Could you copy all the rows below word for word, keeping their order unchanged?

■ ■ ■ ■

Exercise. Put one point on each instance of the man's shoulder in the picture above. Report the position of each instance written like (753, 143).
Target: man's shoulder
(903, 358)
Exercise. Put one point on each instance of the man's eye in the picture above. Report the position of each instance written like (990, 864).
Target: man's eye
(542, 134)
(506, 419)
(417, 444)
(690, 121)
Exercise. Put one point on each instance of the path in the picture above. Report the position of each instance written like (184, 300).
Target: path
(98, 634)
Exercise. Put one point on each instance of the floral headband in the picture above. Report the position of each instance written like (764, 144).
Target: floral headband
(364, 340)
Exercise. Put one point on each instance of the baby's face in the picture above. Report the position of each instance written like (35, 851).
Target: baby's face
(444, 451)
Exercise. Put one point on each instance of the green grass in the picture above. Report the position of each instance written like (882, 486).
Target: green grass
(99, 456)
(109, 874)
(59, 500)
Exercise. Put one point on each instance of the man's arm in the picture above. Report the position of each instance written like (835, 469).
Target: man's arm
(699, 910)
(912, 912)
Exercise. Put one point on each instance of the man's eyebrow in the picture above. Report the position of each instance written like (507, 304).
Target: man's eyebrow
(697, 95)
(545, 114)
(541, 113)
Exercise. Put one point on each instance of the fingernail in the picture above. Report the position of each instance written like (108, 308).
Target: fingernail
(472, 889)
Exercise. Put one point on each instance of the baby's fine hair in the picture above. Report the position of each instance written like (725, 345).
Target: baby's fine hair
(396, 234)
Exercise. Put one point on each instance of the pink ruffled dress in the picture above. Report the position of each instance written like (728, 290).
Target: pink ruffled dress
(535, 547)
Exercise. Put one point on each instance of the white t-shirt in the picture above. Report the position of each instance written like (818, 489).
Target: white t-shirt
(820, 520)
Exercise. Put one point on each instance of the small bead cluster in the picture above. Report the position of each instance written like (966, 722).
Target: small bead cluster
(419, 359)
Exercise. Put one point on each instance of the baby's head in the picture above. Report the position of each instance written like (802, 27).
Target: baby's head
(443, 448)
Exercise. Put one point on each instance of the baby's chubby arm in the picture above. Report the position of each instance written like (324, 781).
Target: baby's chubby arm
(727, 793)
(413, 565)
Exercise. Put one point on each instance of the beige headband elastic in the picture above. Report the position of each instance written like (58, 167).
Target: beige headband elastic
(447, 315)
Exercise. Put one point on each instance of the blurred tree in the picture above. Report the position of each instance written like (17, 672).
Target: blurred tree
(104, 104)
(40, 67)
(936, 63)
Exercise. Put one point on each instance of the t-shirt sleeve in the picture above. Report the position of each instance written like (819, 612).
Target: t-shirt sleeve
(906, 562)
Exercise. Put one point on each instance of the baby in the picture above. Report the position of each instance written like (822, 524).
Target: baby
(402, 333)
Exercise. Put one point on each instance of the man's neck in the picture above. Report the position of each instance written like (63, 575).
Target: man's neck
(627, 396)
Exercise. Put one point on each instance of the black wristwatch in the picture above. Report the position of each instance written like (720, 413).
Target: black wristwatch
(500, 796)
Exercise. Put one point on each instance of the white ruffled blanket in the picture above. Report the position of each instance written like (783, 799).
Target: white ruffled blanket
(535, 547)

■ ■ ■ ■

• **Expected output**
Exercise. Put one point on each instance of the man's shoulder in the picture above. Report the position of each instance written like (753, 143).
Target: man's shoulder
(903, 358)
Exercise. Put one point on each instance of the man's eye in the picture above. Report the position of each instance written like (990, 864).
Target: man's eye
(542, 134)
(506, 419)
(417, 444)
(690, 121)
Exercise. Put one point on each instance of the path in the picture above. Report the position of each instance written like (184, 300).
Target: path
(98, 634)
Exercise. Put one point on each instance of the floral headband in the picture above. Report the position of each instance written like (764, 144).
Target: floral headband
(364, 340)
Exercise. Put one point on each instance of the baby's face in the picture above. Report the position of each instance written like (35, 851).
Target: baby's face
(444, 451)
Exercise. Put one point on each instance of the green grass in the picture above. Report the position of each instance written like (882, 486).
Target: green grass
(99, 456)
(109, 874)
(59, 500)
Exercise. Put one point on each instance of the man's arm in the picture above. Report the position of each instance written like (835, 469).
Target: man's arm
(699, 910)
(912, 912)
Exercise. Put one point on each instance of the man's eyebrow in the picture above. Report the position of each instance written like (507, 304).
Target: man's eyebrow
(697, 95)
(545, 114)
(541, 113)
Exercise. Put one point on each instance of the fingernail in the picture above. Report the position of each instance written like (108, 308).
Target: fingernail
(472, 889)
Exercise. Put one point on each instance of the baby's fine hair in the picture above. Report the position of each instance written like (725, 345).
Target: baby's fine hair
(396, 234)
Exercise. Put one point on each instance of the pink ruffled dress in the picture above. Report the position of each instance written like (728, 290).
Target: pink ruffled dress
(535, 547)
Exercise. Put one point on each instance of the white t-shirt in the picture above. Report the position of each instance written like (818, 489).
Target: white t-shirt
(820, 520)
Exercise. Put one point on each instance of the small bead cluster in the picture above. Report the position of each instance written like (966, 722).
Target: small bead cluster
(419, 359)
Exercise. Put one point on each instance of the baby's head in the picture above. Report the position of each instance written like (802, 27).
Target: baby's head
(443, 448)
Exercise. Put one point on each instance of the baby's chubby arm in the picture above. Report the position of each instance written like (324, 781).
Target: baby's chubby arm
(727, 793)
(413, 565)
Exercise. Put one point on each instance of the beige headband elastic in the picture above. Report the position of each instance written like (58, 167).
Target: beige headband elastic
(447, 315)
Exercise. Put one point on each instance of the blurred tree in the picture above. Report the position of each instance written like (17, 672).
Target: blurred tree
(104, 104)
(40, 67)
(936, 63)
Exercise. Put one point on each instance of the t-shirt sleeve in the picture above. Report the position of each instance written like (819, 612).
Target: t-shirt sleeve
(906, 562)
Exercise. Put one point on each instance of the baby in the picture above. Report the position of each instance written like (822, 524).
Target: baby
(402, 333)
Exercise. Put one point on each instance of the man's neck in the picture above. Report the position of each instance written like (63, 575).
Target: man's neck
(627, 396)
Exercise. Put one point on each instance of the black wristwatch in the picture above. Report the position of each instance written like (720, 413).
Target: black wristwatch
(500, 796)
Exercise. Put one point on each instance of the white ruffled blanket in the picture above. Report the position of each instance written like (783, 799).
Target: white ruffled blanket
(535, 547)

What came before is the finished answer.